▶ _Set exercise_:
Copy out the rows below verbatim, starting from the line with "In which part of the picture is the winding" up to and including the line with "[0, 312, 1344, 893]".

Excerpts of labeled region data:
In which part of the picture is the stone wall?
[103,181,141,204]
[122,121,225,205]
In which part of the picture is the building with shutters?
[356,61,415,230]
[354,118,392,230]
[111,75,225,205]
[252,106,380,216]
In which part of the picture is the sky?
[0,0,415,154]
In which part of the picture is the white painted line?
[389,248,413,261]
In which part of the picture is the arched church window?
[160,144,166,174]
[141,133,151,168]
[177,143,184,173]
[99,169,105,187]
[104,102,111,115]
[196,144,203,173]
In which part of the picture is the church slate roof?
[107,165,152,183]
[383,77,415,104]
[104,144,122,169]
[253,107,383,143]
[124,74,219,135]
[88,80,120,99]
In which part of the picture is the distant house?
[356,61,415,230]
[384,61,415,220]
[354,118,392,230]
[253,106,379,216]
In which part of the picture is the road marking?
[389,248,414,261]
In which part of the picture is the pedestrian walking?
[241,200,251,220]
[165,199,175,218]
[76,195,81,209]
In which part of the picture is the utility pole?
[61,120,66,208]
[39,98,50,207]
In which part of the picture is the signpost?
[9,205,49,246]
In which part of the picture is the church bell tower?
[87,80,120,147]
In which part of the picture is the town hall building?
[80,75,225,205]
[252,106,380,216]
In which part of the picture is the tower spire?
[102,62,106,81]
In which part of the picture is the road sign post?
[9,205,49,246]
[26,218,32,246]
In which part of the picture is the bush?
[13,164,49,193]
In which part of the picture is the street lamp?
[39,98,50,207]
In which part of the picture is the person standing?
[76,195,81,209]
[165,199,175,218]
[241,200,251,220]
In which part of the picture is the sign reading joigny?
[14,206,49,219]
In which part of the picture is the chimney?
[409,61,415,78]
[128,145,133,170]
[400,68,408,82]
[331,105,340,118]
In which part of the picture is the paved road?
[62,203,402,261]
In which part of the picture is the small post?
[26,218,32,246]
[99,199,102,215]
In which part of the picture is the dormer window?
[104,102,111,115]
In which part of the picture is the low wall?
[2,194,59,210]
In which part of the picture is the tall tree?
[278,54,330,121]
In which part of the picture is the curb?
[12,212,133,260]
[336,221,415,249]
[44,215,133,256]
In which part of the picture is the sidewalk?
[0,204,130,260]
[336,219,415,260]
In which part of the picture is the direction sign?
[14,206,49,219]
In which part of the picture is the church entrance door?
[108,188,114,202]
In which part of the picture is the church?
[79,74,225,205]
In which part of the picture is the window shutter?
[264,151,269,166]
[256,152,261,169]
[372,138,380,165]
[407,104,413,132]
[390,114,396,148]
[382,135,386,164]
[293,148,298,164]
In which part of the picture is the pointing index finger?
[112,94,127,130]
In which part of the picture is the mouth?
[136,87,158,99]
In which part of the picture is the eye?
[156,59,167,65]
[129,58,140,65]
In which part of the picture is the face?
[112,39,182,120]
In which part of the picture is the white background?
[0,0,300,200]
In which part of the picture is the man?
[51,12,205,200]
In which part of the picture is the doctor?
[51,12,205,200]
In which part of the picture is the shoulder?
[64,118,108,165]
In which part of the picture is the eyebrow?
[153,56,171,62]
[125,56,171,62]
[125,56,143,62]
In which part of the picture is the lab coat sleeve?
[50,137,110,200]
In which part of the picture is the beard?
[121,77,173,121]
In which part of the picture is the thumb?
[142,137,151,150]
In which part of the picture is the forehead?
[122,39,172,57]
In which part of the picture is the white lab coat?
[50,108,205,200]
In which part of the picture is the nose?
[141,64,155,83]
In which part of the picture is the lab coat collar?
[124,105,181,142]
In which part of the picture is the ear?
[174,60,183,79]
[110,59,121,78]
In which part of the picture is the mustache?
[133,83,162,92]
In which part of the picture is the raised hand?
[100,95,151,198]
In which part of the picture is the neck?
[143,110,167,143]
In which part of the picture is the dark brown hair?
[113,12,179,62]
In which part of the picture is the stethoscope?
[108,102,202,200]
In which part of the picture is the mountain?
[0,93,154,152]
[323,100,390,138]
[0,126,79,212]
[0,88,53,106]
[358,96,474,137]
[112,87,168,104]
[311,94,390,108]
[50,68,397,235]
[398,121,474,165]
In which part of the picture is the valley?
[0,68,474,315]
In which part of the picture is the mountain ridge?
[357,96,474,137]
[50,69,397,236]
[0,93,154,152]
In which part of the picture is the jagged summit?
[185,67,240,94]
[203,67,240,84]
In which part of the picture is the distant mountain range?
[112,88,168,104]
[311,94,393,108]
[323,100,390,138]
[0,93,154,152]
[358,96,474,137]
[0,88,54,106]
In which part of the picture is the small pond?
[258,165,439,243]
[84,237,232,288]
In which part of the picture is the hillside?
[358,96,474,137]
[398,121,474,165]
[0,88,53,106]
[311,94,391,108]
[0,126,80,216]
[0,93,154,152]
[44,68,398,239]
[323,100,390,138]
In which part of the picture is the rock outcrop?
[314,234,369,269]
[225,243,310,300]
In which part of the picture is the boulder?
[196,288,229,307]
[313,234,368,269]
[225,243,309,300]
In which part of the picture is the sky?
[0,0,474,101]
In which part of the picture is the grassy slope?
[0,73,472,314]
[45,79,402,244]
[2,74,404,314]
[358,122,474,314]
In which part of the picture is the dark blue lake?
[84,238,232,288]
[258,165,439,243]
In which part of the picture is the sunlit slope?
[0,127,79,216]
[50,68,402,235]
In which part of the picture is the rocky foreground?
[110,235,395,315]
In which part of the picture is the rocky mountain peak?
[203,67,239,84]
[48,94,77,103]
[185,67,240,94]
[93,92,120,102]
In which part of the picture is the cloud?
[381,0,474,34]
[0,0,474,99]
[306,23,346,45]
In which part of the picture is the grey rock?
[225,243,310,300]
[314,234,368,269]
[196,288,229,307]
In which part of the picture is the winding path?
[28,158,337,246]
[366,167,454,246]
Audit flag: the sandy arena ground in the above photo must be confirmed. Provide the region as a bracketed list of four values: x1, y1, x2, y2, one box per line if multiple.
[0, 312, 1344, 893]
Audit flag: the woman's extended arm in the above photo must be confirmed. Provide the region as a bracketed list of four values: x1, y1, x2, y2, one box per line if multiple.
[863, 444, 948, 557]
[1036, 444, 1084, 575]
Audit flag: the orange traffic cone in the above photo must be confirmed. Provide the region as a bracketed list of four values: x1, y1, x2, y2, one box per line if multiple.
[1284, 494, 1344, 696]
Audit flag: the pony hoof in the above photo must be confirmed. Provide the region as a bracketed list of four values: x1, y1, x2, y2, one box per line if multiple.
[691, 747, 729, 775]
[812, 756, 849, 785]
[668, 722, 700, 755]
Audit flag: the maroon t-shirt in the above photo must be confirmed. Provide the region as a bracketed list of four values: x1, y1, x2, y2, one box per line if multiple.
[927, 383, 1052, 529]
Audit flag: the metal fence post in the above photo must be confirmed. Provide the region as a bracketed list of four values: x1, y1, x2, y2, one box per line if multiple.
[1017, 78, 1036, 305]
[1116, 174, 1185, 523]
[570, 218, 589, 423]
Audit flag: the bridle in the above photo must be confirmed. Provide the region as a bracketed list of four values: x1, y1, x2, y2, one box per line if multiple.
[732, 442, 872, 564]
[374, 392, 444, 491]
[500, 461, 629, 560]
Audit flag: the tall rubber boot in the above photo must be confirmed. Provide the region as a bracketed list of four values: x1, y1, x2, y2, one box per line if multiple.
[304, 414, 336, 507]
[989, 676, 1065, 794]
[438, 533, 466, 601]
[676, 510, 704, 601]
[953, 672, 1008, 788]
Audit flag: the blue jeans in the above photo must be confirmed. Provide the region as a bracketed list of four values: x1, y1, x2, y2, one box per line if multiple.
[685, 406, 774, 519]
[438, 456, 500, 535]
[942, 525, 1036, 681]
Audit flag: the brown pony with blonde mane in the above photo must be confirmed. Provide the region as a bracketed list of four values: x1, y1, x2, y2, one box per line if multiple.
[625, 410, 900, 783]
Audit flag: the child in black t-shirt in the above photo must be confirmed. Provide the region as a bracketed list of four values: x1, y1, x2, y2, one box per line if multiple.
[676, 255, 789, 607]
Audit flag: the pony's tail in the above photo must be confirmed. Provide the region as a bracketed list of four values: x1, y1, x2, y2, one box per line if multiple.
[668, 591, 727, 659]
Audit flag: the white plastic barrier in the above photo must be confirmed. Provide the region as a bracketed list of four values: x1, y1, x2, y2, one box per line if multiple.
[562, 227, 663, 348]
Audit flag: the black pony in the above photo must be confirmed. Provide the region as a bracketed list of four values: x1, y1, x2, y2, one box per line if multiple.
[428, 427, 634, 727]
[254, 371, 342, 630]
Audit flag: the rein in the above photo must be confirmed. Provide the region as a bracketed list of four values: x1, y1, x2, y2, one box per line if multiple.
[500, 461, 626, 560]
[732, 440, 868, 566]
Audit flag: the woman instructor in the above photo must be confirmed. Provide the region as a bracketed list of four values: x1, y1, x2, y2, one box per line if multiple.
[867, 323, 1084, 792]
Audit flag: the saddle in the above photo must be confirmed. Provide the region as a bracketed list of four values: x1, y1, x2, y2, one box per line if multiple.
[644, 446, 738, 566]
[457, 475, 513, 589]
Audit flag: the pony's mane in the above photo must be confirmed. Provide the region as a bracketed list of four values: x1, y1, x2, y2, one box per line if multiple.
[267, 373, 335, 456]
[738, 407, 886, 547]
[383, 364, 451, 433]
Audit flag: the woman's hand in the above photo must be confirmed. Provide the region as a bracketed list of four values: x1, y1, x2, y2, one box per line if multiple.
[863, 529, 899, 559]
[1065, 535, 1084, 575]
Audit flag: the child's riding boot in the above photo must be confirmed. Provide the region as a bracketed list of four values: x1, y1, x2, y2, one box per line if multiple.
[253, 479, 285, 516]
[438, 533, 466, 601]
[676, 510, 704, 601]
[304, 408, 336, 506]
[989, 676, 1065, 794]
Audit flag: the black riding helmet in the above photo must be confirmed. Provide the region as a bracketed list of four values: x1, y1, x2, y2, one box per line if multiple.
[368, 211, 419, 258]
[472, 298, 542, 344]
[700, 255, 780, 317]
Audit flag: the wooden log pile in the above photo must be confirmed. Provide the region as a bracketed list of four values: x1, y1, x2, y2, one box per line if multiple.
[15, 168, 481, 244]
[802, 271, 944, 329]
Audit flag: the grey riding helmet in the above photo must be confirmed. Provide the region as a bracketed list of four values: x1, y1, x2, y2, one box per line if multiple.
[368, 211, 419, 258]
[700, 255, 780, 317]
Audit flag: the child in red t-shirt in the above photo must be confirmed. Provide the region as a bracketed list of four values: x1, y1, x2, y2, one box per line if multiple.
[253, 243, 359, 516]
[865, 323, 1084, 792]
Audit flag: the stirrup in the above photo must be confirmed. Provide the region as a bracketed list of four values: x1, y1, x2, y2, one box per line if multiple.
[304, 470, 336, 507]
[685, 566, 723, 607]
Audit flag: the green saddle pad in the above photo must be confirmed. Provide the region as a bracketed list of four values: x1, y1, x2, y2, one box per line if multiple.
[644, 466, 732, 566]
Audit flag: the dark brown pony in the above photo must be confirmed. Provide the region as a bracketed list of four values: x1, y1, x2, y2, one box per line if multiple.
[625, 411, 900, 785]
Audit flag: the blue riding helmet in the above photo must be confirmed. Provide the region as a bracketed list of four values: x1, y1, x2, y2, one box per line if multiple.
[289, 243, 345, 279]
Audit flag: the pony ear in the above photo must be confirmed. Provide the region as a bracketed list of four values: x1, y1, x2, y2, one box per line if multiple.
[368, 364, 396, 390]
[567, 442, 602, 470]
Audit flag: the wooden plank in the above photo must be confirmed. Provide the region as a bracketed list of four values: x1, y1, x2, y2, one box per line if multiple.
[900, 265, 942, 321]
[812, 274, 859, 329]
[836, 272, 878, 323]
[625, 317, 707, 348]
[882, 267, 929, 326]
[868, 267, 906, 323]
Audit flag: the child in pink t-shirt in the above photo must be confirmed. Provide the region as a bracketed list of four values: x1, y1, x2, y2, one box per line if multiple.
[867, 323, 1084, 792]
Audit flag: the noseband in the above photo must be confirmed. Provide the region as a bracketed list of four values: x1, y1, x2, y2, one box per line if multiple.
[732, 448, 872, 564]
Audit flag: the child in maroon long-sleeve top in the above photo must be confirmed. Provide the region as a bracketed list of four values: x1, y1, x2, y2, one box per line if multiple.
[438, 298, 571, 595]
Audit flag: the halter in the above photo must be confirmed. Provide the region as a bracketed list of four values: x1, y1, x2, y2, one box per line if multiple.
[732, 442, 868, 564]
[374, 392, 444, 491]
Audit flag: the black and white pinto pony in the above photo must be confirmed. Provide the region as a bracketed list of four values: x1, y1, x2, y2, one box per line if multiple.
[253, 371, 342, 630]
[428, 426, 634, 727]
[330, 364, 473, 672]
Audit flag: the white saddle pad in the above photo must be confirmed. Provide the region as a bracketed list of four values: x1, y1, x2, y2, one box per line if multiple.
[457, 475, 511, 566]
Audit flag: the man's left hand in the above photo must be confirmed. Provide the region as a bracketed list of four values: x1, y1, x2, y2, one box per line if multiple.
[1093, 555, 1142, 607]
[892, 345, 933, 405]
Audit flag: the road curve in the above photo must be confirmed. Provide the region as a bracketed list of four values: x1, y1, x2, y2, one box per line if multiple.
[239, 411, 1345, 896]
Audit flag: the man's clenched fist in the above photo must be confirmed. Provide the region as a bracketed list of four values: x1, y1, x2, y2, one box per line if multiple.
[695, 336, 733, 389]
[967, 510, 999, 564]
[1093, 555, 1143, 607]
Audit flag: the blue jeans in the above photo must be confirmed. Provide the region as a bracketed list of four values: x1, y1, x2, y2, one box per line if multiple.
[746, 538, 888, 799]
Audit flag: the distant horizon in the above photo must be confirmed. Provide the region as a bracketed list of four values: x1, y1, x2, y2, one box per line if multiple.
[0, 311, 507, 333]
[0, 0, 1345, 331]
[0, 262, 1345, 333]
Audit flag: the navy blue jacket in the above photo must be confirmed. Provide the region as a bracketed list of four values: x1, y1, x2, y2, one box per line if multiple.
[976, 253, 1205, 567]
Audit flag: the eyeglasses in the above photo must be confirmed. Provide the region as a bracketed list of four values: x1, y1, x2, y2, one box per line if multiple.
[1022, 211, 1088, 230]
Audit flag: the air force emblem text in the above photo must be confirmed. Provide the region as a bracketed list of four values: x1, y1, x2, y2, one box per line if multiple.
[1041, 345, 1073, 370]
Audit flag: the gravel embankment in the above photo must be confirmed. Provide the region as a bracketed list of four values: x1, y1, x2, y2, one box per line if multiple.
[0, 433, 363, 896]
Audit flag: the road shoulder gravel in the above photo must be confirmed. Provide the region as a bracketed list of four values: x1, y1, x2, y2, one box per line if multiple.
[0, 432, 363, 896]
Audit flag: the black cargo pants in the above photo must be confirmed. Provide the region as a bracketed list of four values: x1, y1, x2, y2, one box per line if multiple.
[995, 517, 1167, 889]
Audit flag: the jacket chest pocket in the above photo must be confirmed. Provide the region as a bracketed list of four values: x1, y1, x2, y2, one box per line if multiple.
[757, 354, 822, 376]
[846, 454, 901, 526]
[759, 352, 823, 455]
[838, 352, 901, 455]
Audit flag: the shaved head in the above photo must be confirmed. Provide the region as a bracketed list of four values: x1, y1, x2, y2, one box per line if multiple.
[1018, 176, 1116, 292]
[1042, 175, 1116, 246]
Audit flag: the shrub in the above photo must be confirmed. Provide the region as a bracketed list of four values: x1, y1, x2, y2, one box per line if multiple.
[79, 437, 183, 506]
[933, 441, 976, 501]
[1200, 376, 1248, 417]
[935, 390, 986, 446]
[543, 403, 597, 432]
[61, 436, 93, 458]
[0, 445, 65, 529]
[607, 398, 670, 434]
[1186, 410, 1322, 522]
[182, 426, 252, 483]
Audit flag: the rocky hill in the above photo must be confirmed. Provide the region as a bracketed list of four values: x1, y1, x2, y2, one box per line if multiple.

▶ _Response_:
In which part of the picture is the winding path?
[28,158,337,246]
[366,167,454,246]
Audit flag: the sandy arena ground in the above photo must be confirmed. Provide the region as a bracketed list of four values: x1, y1, x2, y2, one box per line if multiple.
[0, 312, 1344, 893]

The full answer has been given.